* _Directive_
Pull out and copy every line in the entries below that contains the word "gravel". Matching is case-sensitive.

* _Exercise inputs_
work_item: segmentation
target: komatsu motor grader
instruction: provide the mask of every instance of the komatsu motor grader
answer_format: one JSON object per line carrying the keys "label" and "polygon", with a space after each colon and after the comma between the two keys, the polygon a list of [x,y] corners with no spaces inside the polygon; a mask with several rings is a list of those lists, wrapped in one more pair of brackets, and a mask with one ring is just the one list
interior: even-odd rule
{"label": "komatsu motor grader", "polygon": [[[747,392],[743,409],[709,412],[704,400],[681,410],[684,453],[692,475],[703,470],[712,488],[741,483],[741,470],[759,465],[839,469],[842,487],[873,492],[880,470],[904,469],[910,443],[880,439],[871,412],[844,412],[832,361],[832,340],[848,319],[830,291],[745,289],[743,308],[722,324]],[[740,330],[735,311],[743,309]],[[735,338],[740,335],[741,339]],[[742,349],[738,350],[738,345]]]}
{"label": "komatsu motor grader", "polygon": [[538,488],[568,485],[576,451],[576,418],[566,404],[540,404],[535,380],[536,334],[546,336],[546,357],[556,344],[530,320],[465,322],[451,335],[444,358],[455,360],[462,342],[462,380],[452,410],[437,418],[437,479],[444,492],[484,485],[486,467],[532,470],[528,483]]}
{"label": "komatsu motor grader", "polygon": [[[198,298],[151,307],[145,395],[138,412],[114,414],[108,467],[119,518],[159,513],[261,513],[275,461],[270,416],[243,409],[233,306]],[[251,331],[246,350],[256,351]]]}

--

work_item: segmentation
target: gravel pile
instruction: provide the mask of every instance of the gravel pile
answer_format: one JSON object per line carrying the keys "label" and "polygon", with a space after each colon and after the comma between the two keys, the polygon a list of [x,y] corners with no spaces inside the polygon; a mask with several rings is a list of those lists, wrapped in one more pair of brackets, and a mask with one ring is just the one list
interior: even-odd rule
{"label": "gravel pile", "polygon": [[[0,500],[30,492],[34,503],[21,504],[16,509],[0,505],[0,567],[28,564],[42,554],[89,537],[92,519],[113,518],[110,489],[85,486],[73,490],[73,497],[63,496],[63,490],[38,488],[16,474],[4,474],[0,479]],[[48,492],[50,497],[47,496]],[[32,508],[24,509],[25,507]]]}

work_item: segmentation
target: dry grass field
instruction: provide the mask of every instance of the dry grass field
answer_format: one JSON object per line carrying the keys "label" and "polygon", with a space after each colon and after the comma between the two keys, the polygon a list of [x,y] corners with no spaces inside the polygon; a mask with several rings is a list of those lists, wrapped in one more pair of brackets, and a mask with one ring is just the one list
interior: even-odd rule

* _Answer to this problem_
target: gravel pile
instruction: provide the mask of every instance of the gravel pile
{"label": "gravel pile", "polygon": [[[0,500],[30,492],[34,503],[21,504],[16,509],[0,505],[0,567],[28,564],[42,554],[89,537],[92,519],[113,518],[110,489],[85,486],[73,490],[73,497],[63,496],[63,490],[38,488],[16,474],[4,474],[0,479]],[[48,492],[50,497],[47,496]],[[32,508],[24,509],[25,507]]]}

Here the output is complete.